▸ The request:
Reproduce word for word the part of the rows that opens with the line containing "the red frog" and closes with the last of the rows.
— Start of Information given —
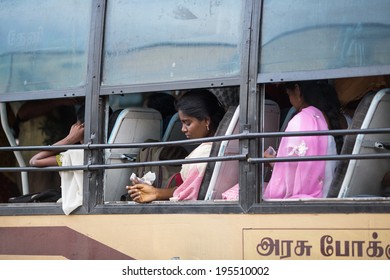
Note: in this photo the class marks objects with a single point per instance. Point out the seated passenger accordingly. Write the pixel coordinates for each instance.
(318, 109)
(200, 113)
(71, 181)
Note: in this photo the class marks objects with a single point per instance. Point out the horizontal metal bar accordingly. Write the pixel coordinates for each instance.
(317, 158)
(202, 140)
(92, 167)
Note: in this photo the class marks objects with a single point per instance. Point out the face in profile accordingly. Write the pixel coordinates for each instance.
(192, 127)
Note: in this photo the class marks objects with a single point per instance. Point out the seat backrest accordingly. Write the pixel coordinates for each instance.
(133, 125)
(349, 143)
(363, 177)
(226, 173)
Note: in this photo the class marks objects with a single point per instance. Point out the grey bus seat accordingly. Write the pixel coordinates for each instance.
(133, 125)
(370, 113)
(225, 173)
(349, 142)
(363, 177)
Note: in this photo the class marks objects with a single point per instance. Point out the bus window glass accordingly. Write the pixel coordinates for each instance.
(322, 35)
(157, 41)
(46, 48)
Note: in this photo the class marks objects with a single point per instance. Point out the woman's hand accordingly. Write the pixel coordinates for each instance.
(142, 193)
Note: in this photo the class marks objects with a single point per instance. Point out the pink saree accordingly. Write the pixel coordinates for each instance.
(192, 175)
(305, 179)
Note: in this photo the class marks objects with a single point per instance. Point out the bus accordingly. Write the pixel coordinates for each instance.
(110, 55)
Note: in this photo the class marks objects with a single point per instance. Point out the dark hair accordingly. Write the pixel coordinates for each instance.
(202, 104)
(323, 96)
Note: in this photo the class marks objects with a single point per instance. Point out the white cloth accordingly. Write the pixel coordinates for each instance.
(71, 180)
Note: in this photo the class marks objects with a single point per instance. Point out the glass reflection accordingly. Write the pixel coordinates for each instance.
(300, 35)
(44, 44)
(157, 41)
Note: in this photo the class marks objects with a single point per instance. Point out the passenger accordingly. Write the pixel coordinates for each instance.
(43, 122)
(318, 109)
(71, 181)
(200, 113)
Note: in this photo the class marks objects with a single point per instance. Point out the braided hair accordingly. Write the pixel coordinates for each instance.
(202, 104)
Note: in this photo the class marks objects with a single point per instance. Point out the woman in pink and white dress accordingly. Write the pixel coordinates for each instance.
(200, 113)
(317, 109)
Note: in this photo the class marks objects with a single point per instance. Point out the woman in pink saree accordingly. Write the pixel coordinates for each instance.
(200, 113)
(317, 107)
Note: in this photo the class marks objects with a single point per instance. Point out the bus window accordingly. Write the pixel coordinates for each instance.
(154, 41)
(46, 50)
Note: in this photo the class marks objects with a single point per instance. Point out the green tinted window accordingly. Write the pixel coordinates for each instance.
(46, 47)
(171, 40)
(304, 35)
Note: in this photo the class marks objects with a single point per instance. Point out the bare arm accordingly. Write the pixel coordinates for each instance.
(48, 158)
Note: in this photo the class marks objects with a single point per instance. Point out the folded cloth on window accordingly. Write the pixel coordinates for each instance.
(72, 181)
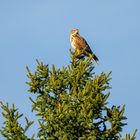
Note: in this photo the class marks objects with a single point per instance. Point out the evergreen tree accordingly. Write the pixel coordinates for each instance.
(71, 104)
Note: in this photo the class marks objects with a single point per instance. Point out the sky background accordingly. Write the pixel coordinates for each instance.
(35, 29)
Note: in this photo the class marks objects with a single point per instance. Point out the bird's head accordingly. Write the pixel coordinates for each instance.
(74, 31)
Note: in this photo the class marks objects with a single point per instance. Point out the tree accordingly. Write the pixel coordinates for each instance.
(71, 104)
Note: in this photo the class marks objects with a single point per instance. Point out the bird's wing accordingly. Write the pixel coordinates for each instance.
(82, 44)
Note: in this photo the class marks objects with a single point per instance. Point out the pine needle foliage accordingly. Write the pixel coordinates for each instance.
(71, 104)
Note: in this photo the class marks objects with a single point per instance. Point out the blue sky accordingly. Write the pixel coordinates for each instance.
(40, 29)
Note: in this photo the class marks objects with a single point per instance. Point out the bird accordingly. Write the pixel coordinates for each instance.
(80, 44)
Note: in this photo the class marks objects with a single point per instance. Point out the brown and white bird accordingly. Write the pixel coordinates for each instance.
(80, 44)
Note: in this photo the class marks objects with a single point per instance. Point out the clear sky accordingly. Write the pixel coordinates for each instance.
(33, 29)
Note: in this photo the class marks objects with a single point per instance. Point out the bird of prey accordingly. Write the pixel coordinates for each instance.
(80, 44)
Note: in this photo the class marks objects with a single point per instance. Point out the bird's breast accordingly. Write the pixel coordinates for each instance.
(73, 42)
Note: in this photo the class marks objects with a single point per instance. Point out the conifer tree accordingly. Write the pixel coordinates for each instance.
(71, 104)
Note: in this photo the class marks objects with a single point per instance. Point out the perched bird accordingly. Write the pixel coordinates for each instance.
(80, 44)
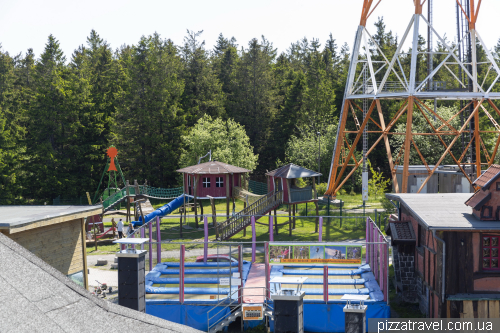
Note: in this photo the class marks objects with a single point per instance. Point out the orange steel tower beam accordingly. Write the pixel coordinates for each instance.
(386, 79)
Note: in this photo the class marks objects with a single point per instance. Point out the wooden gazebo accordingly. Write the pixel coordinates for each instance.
(212, 180)
(285, 179)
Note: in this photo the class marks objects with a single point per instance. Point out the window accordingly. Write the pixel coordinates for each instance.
(486, 211)
(490, 252)
(219, 182)
(206, 182)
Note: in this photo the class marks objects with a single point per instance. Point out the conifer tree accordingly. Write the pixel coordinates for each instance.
(203, 91)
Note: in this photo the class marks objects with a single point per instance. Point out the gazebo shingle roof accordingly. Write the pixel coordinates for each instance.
(213, 167)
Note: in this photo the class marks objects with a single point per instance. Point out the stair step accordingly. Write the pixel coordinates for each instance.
(225, 323)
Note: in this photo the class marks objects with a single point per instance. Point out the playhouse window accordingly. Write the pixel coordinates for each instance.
(219, 182)
(206, 182)
(486, 211)
(490, 252)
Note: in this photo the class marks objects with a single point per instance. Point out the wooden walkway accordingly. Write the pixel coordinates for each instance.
(242, 219)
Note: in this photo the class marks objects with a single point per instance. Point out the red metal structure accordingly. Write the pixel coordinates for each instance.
(475, 86)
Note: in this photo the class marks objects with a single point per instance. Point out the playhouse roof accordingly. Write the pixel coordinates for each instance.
(37, 297)
(291, 171)
(213, 167)
(488, 176)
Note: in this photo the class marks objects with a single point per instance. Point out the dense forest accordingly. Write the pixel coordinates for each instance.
(59, 113)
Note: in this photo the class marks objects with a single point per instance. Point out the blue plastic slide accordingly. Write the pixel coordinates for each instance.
(164, 210)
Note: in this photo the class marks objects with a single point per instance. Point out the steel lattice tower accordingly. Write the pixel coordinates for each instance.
(386, 79)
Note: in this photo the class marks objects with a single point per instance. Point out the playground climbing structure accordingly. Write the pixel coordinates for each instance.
(374, 77)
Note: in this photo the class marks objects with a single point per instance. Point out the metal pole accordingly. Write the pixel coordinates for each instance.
(319, 157)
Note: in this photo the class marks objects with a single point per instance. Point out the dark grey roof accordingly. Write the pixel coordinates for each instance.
(443, 211)
(35, 297)
(213, 167)
(18, 216)
(291, 171)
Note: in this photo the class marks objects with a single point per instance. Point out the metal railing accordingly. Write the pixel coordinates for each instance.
(299, 195)
(236, 304)
(242, 219)
(257, 187)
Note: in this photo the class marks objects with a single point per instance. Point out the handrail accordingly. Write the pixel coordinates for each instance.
(230, 296)
(241, 219)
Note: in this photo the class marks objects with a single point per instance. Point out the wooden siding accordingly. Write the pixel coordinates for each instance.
(473, 309)
(59, 245)
(49, 222)
(213, 190)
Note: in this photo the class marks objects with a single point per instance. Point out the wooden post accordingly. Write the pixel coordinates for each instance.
(150, 246)
(408, 138)
(320, 238)
(288, 184)
(205, 245)
(84, 255)
(227, 195)
(367, 237)
(254, 239)
(195, 194)
(271, 232)
(381, 270)
(244, 207)
(158, 239)
(181, 274)
(289, 220)
(325, 283)
(316, 203)
(240, 269)
(183, 203)
(214, 216)
(276, 221)
(268, 271)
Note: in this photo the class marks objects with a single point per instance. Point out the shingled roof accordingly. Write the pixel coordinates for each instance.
(291, 171)
(35, 297)
(401, 232)
(478, 199)
(213, 167)
(488, 177)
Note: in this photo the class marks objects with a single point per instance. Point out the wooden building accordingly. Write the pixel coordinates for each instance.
(450, 260)
(285, 179)
(212, 180)
(55, 234)
(485, 203)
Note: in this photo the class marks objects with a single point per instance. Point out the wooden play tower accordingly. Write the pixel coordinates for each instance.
(374, 77)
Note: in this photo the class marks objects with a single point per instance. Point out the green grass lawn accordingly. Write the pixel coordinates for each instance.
(350, 226)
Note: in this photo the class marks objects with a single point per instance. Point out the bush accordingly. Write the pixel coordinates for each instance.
(321, 188)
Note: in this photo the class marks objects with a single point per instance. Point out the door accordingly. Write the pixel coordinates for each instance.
(420, 181)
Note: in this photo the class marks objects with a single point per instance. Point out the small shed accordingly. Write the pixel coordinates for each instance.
(214, 179)
(416, 176)
(285, 179)
(454, 269)
(452, 180)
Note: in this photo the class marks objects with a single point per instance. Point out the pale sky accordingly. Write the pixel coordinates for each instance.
(27, 24)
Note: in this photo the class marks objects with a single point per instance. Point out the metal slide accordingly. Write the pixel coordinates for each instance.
(164, 210)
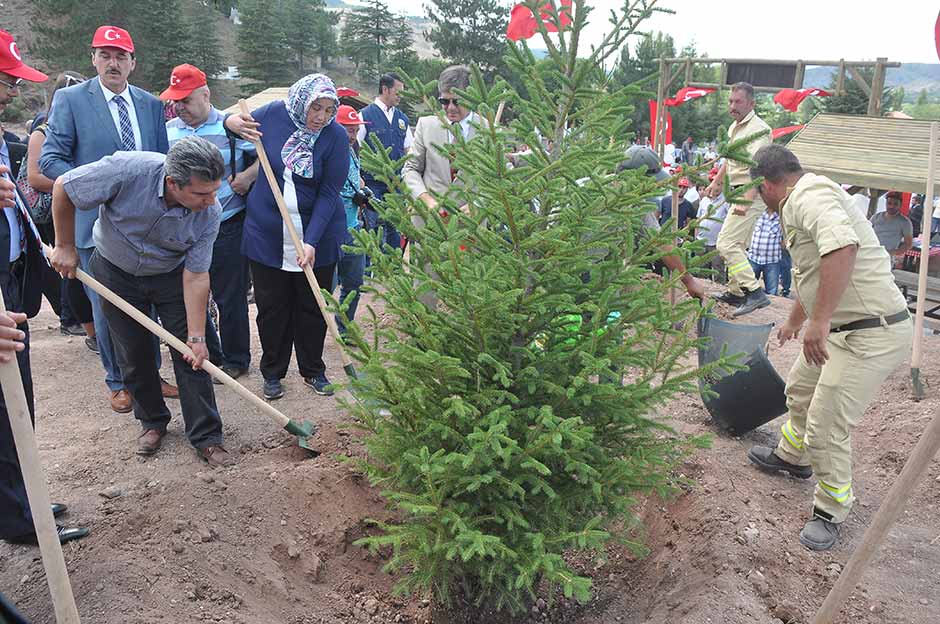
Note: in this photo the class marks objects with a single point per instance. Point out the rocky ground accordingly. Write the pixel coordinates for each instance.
(269, 541)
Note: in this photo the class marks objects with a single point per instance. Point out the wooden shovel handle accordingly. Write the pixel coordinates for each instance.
(179, 345)
(37, 493)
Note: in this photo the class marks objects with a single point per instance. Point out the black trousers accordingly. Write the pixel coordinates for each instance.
(15, 517)
(135, 349)
(288, 317)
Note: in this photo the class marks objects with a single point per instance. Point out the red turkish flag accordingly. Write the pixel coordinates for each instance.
(687, 94)
(936, 35)
(523, 25)
(790, 99)
(667, 135)
(776, 133)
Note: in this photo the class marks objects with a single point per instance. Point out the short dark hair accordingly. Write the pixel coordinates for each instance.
(747, 87)
(388, 81)
(194, 156)
(775, 162)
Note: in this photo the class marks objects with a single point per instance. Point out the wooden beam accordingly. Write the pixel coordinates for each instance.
(859, 78)
(877, 87)
(808, 63)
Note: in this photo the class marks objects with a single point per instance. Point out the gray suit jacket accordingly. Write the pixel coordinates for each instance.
(81, 130)
(428, 170)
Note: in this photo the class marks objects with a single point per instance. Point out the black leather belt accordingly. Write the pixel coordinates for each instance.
(874, 322)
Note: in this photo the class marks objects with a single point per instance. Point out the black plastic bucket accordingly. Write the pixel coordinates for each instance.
(747, 398)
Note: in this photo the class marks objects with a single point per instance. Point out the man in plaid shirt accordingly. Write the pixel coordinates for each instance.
(766, 250)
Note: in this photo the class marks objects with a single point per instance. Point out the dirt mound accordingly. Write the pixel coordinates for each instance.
(270, 540)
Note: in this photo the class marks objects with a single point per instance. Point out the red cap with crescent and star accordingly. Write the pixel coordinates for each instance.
(12, 63)
(113, 37)
(184, 80)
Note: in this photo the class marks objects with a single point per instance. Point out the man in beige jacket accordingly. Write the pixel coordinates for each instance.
(427, 170)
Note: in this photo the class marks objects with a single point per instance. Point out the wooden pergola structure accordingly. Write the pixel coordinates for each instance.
(883, 153)
(767, 76)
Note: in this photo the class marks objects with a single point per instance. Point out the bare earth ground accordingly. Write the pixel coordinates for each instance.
(269, 541)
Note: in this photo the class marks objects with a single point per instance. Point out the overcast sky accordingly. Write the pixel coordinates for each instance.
(902, 30)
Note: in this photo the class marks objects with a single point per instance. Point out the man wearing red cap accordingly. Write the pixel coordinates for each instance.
(87, 122)
(229, 270)
(20, 264)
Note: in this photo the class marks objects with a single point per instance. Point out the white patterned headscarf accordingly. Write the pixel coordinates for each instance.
(297, 152)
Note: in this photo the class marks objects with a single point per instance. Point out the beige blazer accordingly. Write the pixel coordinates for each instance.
(427, 170)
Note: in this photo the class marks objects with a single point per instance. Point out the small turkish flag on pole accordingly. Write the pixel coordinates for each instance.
(687, 94)
(936, 35)
(790, 99)
(523, 25)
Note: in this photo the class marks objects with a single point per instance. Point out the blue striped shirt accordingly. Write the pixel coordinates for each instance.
(213, 131)
(766, 239)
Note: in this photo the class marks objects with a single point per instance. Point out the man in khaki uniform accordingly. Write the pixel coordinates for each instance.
(744, 291)
(859, 331)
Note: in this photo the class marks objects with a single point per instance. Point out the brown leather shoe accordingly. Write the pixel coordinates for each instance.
(216, 456)
(169, 390)
(149, 441)
(121, 401)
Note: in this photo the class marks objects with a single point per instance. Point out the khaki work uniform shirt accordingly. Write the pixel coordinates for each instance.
(819, 218)
(751, 124)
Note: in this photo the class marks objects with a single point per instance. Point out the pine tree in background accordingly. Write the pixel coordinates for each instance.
(301, 19)
(470, 32)
(325, 46)
(517, 421)
(156, 57)
(855, 101)
(262, 45)
(64, 28)
(204, 47)
(371, 35)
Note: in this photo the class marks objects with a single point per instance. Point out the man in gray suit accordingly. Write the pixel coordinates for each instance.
(87, 122)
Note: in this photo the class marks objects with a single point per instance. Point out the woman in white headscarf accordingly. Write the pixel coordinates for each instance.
(309, 153)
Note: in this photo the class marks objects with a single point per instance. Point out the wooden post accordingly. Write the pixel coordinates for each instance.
(887, 514)
(660, 135)
(53, 561)
(873, 196)
(917, 352)
(877, 87)
(675, 226)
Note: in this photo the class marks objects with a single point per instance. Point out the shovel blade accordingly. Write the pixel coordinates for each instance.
(304, 431)
(918, 385)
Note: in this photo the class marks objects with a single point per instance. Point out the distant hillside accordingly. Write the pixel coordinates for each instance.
(913, 77)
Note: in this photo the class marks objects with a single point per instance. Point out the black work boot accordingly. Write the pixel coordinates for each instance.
(729, 298)
(765, 459)
(753, 300)
(820, 533)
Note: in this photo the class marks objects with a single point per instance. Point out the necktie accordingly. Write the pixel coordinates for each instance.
(128, 143)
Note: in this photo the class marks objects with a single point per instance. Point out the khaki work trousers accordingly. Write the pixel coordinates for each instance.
(826, 403)
(732, 244)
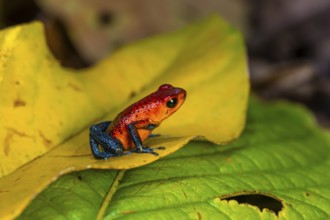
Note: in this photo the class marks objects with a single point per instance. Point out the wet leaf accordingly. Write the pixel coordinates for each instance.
(281, 154)
(206, 58)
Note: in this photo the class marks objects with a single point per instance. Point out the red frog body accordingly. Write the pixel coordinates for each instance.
(135, 124)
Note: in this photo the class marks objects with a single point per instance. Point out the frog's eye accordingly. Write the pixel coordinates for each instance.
— End of Information given —
▸ Result of this exercise:
Note: in this photo the class marks objects with a single point per instance. Point out the red frog body accordingly. Write the pixel coordinates for each instance.
(135, 124)
Note: in this photo the class marks objects with a single point per instance. Point out the frog's eye accordingly. Write the pixel coordinates for each instance.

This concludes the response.